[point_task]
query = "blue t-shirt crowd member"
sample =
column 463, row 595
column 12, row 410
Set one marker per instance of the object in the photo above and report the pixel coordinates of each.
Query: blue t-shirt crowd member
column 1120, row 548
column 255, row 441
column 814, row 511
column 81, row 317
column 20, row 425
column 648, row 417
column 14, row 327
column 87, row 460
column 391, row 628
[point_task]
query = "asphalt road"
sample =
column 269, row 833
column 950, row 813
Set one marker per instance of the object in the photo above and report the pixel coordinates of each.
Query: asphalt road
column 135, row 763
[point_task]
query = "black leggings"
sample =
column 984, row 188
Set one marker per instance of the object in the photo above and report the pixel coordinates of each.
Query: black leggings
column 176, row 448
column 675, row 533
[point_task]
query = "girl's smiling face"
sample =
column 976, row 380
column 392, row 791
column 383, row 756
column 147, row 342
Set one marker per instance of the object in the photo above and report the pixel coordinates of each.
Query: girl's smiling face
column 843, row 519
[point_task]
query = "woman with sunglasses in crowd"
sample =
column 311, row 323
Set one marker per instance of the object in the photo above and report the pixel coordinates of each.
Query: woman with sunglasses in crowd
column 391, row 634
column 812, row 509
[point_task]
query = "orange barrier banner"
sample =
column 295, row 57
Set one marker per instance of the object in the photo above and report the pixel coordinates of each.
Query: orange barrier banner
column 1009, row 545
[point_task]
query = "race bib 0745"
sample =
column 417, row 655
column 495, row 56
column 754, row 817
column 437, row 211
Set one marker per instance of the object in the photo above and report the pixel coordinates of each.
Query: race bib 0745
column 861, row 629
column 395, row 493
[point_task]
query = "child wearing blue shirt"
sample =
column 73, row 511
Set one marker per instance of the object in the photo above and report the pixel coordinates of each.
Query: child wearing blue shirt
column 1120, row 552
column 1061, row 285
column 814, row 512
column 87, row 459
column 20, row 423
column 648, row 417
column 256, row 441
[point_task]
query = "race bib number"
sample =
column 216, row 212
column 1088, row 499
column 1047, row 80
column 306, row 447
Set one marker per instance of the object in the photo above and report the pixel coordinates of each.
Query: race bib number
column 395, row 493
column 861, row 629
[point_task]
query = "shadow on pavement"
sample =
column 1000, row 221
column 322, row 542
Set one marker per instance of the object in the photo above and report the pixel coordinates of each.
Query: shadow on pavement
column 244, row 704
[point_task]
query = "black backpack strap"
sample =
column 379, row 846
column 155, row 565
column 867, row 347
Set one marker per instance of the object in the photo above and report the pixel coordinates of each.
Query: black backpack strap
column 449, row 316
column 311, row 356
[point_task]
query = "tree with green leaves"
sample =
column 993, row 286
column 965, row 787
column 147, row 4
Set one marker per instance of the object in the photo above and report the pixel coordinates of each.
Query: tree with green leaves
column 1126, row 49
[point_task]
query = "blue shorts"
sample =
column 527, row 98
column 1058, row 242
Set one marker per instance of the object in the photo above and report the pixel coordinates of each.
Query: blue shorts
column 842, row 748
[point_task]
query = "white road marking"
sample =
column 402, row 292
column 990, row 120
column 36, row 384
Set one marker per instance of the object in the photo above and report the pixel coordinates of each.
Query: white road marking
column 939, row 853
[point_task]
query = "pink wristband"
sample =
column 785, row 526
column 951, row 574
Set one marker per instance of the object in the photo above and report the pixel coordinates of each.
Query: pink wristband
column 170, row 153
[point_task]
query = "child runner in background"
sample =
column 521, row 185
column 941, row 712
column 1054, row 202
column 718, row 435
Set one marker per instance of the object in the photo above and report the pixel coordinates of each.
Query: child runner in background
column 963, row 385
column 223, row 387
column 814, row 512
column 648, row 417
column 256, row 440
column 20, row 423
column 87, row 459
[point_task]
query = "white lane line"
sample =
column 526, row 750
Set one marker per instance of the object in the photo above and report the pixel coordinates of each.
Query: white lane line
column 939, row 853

### DESCRIPTION OF THE TASK
The task calls for every line of the material to be reproduced precisely.

### OUTPUT FOR THIS EXERCISE
[point_task]
query = "blue t-shirt crowd member"
sample =
column 463, row 595
column 12, row 410
Set one marker per instance of the object in the photo above and report the pixel coordinates of each.
Query: blue t-shirt crowd member
column 1120, row 548
column 255, row 441
column 814, row 511
column 81, row 317
column 20, row 425
column 648, row 417
column 14, row 327
column 87, row 460
column 391, row 628
[point_task]
query = "asphalt road"
sample =
column 269, row 833
column 950, row 813
Set one marker per instance of the object in the photo above and report the pixel coordinates of each.
Query: asphalt road
column 135, row 763
[point_task]
query = "black leggings"
sample =
column 984, row 188
Set one marker per instance of the object in the photo above and report the pixel coordinates of each.
Query: black leggings
column 176, row 448
column 675, row 533
[point_task]
query = "girl's smiling face"
sample =
column 976, row 380
column 392, row 791
column 383, row 756
column 147, row 342
Set one marker per instance of the object in the photo above and report the pixel coordinates of each.
Query: girl's smiling face
column 843, row 519
[point_task]
query = "woman with sunglasses in crowd"
sample =
column 311, row 323
Set one marker per instance of the object in the photo above and report the pixel coordinates of each.
Query: woman with sunglasses in crowd
column 391, row 634
column 812, row 509
[point_task]
query = "orange barrier banner"
sample =
column 295, row 57
Set one marker per instance of the object in the photo above and report the pixel coordinates of each.
Query: orange barrier banner
column 1009, row 545
[point_task]
query = "race bib 0745"
sample =
column 417, row 655
column 495, row 56
column 754, row 817
column 437, row 211
Set one marker per instance of the object in the photo above and report the pixel coordinates of each.
Query: race bib 0745
column 861, row 629
column 395, row 493
[point_task]
query = "child wearing blue shirt"
sample =
column 73, row 511
Set one marker per instance of the object in the photo above and report the pixel coordinates of each.
Query: child wearing blue shirt
column 1120, row 552
column 1061, row 285
column 814, row 512
column 87, row 459
column 20, row 423
column 648, row 417
column 256, row 441
[point_task]
query = "race bib number"
sample =
column 216, row 212
column 1088, row 499
column 1047, row 80
column 306, row 447
Set one marker per instance of the object in the photo above and report the pixel coordinates of each.
Query: race bib number
column 395, row 493
column 861, row 629
[point_task]
query = "shadow on pavement"
sample =
column 1000, row 221
column 322, row 542
Set one marker per instance of the object in the photo above and report the pixel coordinates of each.
Query: shadow on pavement
column 244, row 704
[point_task]
query = "black backpack strap"
sample =
column 379, row 846
column 155, row 565
column 867, row 347
Set one marker per instance of the object in the photo above and report the pixel coordinates of each.
Query: black backpack strap
column 449, row 316
column 311, row 356
[point_task]
query = "tree with green leaves"
sample =
column 993, row 286
column 965, row 787
column 147, row 4
Set one marker per instance of the object in the photo above and report the pixel coordinates of each.
Query: tree with green leaves
column 1126, row 49
[point_task]
query = "blue shorts"
sample =
column 527, row 98
column 1058, row 242
Set one marker per instance of the object in the photo above and report the pixel coordinates of each.
Query: blue shorts
column 842, row 748
[point_task]
query = "white road marking"
sample =
column 402, row 292
column 990, row 120
column 36, row 384
Set one marker per instance of the object in the photo above and report the pixel coordinates of each.
Query: white road marking
column 939, row 853
[point_task]
query = "pink wristband"
sample =
column 785, row 526
column 951, row 574
Set one marker per instance of the object in the photo above and report the pixel coordinates of each.
Query: pink wristband
column 170, row 153
[point_task]
query = "child runner in background"
sample =
column 521, row 185
column 941, row 712
column 1054, row 202
column 718, row 435
Set one marker per instance of the object in the photo above and report the pixel coordinates of each.
Query: child runner in background
column 963, row 385
column 223, row 387
column 814, row 512
column 648, row 417
column 256, row 440
column 20, row 423
column 87, row 459
[point_task]
query = "white lane line"
sample =
column 526, row 750
Set one marker per instance of the object in the photo above and report the pixel coordinates of each.
Query: white lane line
column 939, row 853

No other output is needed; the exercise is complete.